*Job 1*: In the fishing thread, write out the part that begins at the words "## Dustin Pate" and ends after the words "headed that way?".
*Job 2*: According to the fishing thread, when do the ends of the piers at St. Andrews get crowded?
*Job 3*: Carry on the forum thread comparing PCB pier fishing with St. Andrews State Park from the point where it stops.

*Passage shown*:
# pcb pier fishing vs st andrews state park



## beach 74 (Jul 9, 2013)

which do you think is better fishing for a rookie? do you have to have a licence for st andrews?


----------



## Dustin Pate (Jul 9, 2013)

Yes you have a license if fishing the park. They both offer challenges and are both great places to fish. For me it depends on what I want to catch and the time of the year. When are you headed that way?


----------



## Russdaddy (Jul 9, 2013)

I prefer St. Andrews. Have had better luck there, but if Spanish are running,  the end of the piers get pretty crowded..


----------



## swalker1517 (Jul 9, 2013)

Russdaddy said:


> I prefer St. Andrews. Have had better luck there, but if Spanish are running,  the end of the piers get pretty crowded..

*Provided material*:

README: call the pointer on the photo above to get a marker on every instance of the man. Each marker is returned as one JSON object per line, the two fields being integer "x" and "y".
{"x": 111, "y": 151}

*Written response 1*:
## Dustin Pate (Jul 9, 2013)

Yes you have a license if fishing the park. They both offer challenges and are both great places to fish. For me it depends on what I want to catch and the time of the year. When are you headed that way?

*Written response 2*: When Spanish are running.

*Written response 3*:
Same here. I've seen the jetties get packed when the Spanish are running. I'm talking standing shoulder to shoulder and still catching a limit. In general, the crowds will be bigger on the pier whether anything is running or not. IMO the fishing is better in the park on the jetties. You just can't be scared of getting wet.


----------



## REDFOXJR (Jul 10, 2013)

you can catch some nice reds on the rocks in st. Andrews.


----------



## Paymaster (Jul 11, 2013)

I like St. Andrews myself.


----------



## Grunt-n-bleat (Jul 11, 2013)

St Andrews gets my vote. Each cast can be a different kind of fish.


----------



## p&y finally (Jul 13, 2013)

Just got back from PCB today and fished St. Andrews pier everyday this week except Monday (jetties that day). Had a GREAT time Tuesday and Wednesday. Caught 15-20 Spanish Makeral, BUNCH of Bluefish, 5-6 Ladyfish, few Spadefish and a few funky things I had no idea about. Also got cut off by Kings a few times. Thursday we had bad weather and the fish just shut off. Yesterday I only managed a Ladyfish, 1 Spanish and 1 Bluefish. 
Take PLENTY of Gotchas and bubble rigs!

Good luck


----------



## REDFOXJR (Jul 14, 2013)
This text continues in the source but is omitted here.